• Try it:
Write out exactly the lines running from the one with "Drop a marker" to the last line of the entries, keeping both the first and the last.

-*-*-

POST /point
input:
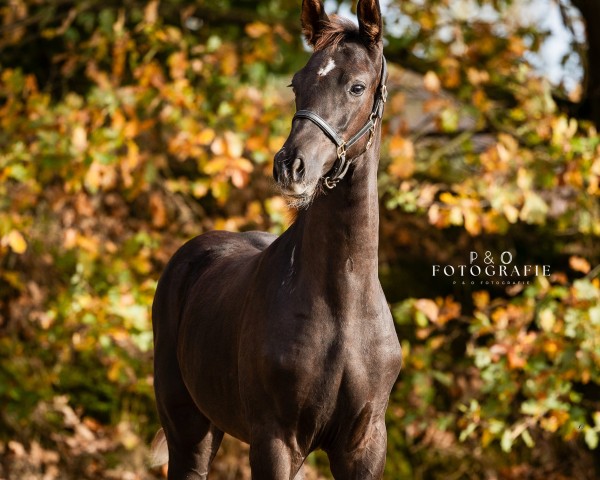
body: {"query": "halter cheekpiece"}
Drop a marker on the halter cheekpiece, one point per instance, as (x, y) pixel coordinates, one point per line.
(340, 168)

-*-*-

• Exercise output:
Drop a marker on the halter cheekpiece, one point per instance, as (x, y) pixel coordinates, one point per line.
(340, 168)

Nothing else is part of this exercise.